● Your tasks:
a: In the blog excerpt, why was the office closed on Sunday, April 29, 2007?
b: Pick up the blog excerpt after its final sentence and keep writing it.

● Excerpt provided:
:::

I munched on Gummyworms as I made my way back down Yafo.

A sign in the elevator greeted me with the exciting news that as of today, the heater/boiler is repaired and we will once again have heat and 'constant' hot water.

So far so good. I think I will spend some time tonight working my way through "And Rachel Was His Wife" which I borrowed from Savta. Thus far it is quite enjoyable.

I need to get to a bookstore this week.
I want to pick up some fun stuff for my galavanting.
And I have those 'תלושים' from the office.
They can pay for either clothing or for books...
I'm thinking books are definitely more k'dai. :o)

Sunday, April 29, 2007

All For אפס...

Well, I lucked out when the bosses told me that the office would be closed today so that they could paint. I decided to do some of the random things that have been on my todo list but I never have the chance to do.

Daddy agreed to accompany me on this crazy ride so off we went.
We started here... And were trying to get here:
We eventually found the sign, pulled up to the gate, backed up to pull up to the other gate, created a traffic jam, pulled up to the first gate again and...
Finally, we were in...
Scary looking place, huh? I was a little too intimidated to take pictures inside - but the outside gives you a good enough idea. Well, I think so...

:::

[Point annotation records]

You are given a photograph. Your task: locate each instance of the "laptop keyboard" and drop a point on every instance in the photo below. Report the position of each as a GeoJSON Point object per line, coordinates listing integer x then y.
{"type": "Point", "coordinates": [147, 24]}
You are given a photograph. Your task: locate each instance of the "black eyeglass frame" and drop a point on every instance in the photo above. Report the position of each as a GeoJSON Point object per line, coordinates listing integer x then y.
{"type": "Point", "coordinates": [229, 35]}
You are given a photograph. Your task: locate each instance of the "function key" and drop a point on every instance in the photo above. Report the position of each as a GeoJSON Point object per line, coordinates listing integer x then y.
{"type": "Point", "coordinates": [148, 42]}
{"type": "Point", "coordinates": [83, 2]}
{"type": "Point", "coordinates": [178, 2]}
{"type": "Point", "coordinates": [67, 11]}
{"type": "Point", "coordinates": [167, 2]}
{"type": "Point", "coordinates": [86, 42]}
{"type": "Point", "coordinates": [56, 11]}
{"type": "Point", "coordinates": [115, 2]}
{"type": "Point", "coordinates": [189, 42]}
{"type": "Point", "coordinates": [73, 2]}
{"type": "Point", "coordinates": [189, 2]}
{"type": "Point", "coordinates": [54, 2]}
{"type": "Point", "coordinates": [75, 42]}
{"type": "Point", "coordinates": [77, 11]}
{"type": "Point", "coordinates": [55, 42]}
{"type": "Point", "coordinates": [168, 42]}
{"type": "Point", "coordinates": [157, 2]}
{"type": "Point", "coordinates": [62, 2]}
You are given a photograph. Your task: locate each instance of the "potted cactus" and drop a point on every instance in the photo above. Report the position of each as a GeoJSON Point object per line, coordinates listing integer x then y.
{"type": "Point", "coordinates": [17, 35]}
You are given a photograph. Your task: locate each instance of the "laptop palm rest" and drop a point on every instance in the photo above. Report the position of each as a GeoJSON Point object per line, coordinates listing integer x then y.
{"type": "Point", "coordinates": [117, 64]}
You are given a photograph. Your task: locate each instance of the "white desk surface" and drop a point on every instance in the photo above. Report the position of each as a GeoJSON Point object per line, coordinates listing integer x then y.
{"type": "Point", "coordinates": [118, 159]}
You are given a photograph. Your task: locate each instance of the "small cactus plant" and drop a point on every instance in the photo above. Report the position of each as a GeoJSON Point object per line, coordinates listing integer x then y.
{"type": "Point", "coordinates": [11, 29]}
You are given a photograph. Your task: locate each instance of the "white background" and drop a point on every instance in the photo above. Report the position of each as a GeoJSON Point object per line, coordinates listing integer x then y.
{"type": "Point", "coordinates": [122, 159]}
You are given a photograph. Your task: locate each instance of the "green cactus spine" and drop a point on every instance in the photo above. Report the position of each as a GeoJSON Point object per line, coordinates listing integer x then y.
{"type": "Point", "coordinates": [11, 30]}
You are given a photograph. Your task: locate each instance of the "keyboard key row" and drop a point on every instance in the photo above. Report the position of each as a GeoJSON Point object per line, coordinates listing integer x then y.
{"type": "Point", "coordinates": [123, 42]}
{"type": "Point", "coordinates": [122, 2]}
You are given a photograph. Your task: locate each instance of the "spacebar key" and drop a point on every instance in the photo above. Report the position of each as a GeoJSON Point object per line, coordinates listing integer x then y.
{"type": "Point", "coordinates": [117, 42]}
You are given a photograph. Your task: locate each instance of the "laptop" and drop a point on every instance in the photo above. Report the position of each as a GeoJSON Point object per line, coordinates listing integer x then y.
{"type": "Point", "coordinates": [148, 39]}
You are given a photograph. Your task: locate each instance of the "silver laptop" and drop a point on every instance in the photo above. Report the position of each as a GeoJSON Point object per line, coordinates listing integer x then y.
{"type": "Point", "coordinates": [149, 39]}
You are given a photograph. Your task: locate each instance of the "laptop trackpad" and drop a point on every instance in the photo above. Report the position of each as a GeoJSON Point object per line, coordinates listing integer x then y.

:::

● Results in order:
a: The office was closed so the bosses could paint.

b:
We waited on line behind many people who were all waiting to have their finicky microwaves looked at. The man said that we were very nice people and that we would therefore be helped quickly. "10 minutes," he said. We handed over the microwave and went to sit in the hall. As we found a bench and sat down a man come out and motioned for us to follow him. The 10 minutes had been a matter of seconds PLUS we got a really nice box!!!
We got on the road again. Daddy behind the wheel and headed towards Home. Strangely enough, our exit missed us.
Somehow we were heading this-a-way and there was nowhere to turn around...
Powernap, I figured. We'd find the next exit, turn around and head Home. Oddly enough, our next exit missed us too.
As we headed south we saw the sights and discussed missiles.
Eventually we concocted the correct mathematical equation that would bring us Home. (All driving in Israel is one big math problem. If you have a head for numbers you can get from anywhere to anywhere.)
We detoured onto Rt 383. The 'deserted' highway. Nobody travels it nowadays. Well, almost nobody. Except for us, and the BIG trucks...
After a few kilometers Daddy pulled over to the side and offered me a turn. He said I could use the practice driving on the highway. I know he just wanted a chance to look out for silos containing missiles and doomsday machines...
Back safely in Bet Shemesh, we agreed that after that ride we needed 2 things:
1. To bench a 'גומל'
and
2. some felafel...
Freddie is coming Home and we will make our way back to The City a little later tonight. Then the week will begin. I wonder how the rest of the days will go. Next Shabbos should be really great - my two favoritest chayalim will be Home AND it's Lag B'aomer!!!
Happy thoughts! Happy thoughts!

Friday, April 27, 2007

Cumin & Cottage Cheese...

I woke up to a beautiful warm sunny morning in Bet Shemesh. Birds chirping, warm breeze, blazing sun - everything that makes a day great. My first stop, as always was out to the mirpeset to visit the garden. It is one of my favorite places. Of course, my trusty dusty camera came with me.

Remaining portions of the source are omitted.